**Dataset excerpt:**
◆ ◆ ◆ ◆
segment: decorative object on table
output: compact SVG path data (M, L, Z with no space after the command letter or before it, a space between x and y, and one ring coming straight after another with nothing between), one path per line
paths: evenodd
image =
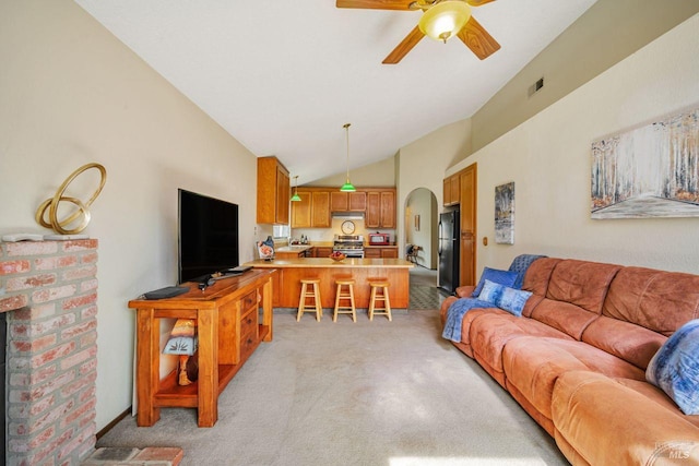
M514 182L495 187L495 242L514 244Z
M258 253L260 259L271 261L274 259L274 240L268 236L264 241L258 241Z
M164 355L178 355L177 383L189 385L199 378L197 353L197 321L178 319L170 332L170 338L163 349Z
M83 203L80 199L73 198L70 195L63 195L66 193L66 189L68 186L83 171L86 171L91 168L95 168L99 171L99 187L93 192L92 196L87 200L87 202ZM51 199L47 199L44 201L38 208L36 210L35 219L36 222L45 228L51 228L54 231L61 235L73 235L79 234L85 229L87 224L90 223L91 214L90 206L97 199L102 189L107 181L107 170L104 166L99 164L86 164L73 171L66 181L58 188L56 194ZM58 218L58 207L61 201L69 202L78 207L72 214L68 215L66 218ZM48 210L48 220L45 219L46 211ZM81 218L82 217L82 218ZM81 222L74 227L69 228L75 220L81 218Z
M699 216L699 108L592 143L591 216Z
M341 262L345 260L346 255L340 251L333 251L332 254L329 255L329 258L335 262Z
◆ ◆ ◆ ◆
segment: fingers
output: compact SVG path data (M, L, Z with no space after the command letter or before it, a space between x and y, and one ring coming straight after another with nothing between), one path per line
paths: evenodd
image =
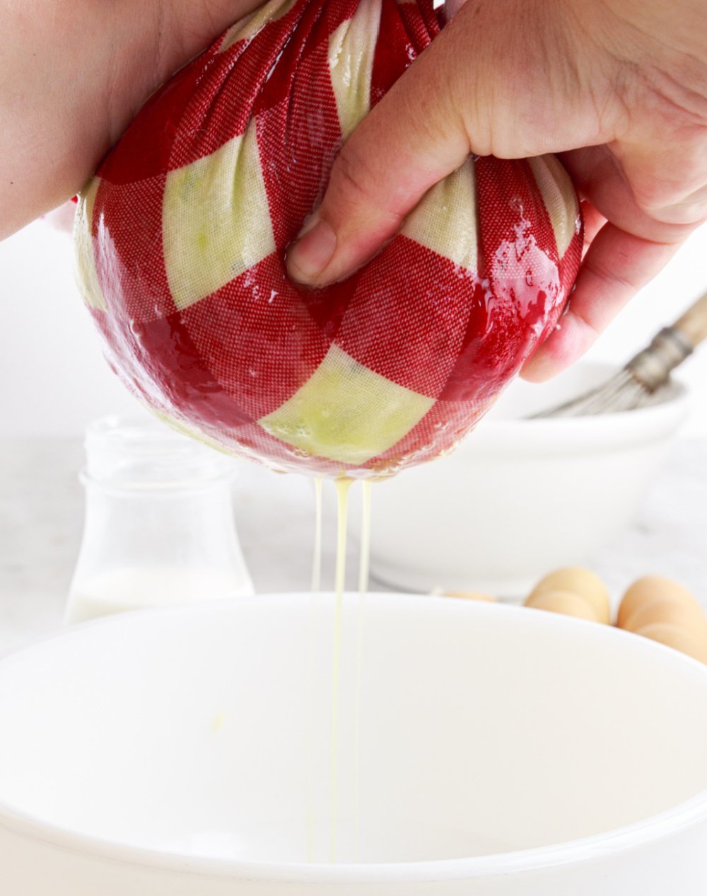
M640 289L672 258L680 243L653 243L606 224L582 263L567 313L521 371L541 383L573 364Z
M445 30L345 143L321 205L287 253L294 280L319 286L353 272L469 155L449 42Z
◆ ◆ ◆ ◆
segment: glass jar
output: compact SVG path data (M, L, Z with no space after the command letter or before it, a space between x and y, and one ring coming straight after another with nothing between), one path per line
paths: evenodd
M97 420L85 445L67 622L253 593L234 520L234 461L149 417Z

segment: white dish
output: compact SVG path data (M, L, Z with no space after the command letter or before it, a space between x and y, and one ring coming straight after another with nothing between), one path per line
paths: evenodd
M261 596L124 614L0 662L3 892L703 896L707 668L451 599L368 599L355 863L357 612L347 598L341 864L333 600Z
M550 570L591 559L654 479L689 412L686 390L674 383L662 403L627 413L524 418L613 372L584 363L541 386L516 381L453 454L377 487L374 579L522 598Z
◆ ◆ ◆ ◆
**Your task:**
Rewrite the lines from the one containing "segment: glass jar" through the one containing "M97 420L85 445L67", inclusive, changing "evenodd" to "nonzero" and leaving everything else as it is.

**Task response:**
segment: glass jar
output: compact SVG path data (M, L, Z with no space after the command letter or before it, a space between x and y, and one ring coming straight after another with nothing between), one path per line
paths: nonzero
M97 420L85 445L67 622L253 593L234 520L234 461L149 417Z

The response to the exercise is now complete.